- PROBLEM STATEMENT
In the passage about the BBC, which three words does the speaker use to make their points?

- PASSAGE PROVIDED
⁂
The debate has focused on public service and the contribution of the BBC to the economy and creative culture of the country. Other noble Lords can speak much better than I can about the economic and creative culture contribution but, given the Government’s commitment to levelling up, you would think that the contribution of the BBC through Salford and all its local and regional outputs would be a significant part of what is to be considered.
I am sorry this is a bit like a sermon, but I will focus on three words to make my points: “British”, “Broadcasting” and “Corporation”. The Minister is right that the BBC must do more to reflect the country’s
“genuine diversity of thought and experience”,
but the BBC also shapes British identity; it does not just reflect it. It is a really subtle relationship, which goes both ways. In terms of the importance of public service in a country that has grown more secular, as well as more plural, the level of religious illiteracy and the lack of religious grammar is very significant for public service broadcasting.
“Nation shall speak peace unto nation.”
That, of course, is an adaptation of the prophet Micah, and that is where the roots of this lie. You cannot just cut off the institution from the roots that have informed it. We are grateful for the religious broadcasting that takes place, particularly on local radio and Radios 2 and 4 on Sunday mornings, reaching audiences who otherwise would not be reached. This helps to build relationships between faith communities. It is not just a Christian monopoly, because religious broadcasting has developed.
⁂
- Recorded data
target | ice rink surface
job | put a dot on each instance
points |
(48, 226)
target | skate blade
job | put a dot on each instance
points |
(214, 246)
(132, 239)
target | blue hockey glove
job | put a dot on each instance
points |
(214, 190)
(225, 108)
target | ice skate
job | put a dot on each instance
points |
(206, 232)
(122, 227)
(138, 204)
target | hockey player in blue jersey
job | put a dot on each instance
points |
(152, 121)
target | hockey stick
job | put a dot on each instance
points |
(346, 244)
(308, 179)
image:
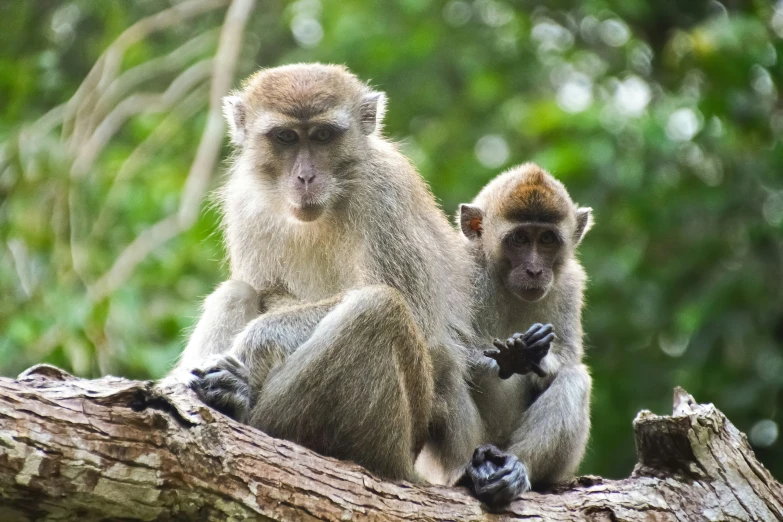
⁂
- PROBLEM SOLUTION
"British," "Broadcasting" and "Corporation."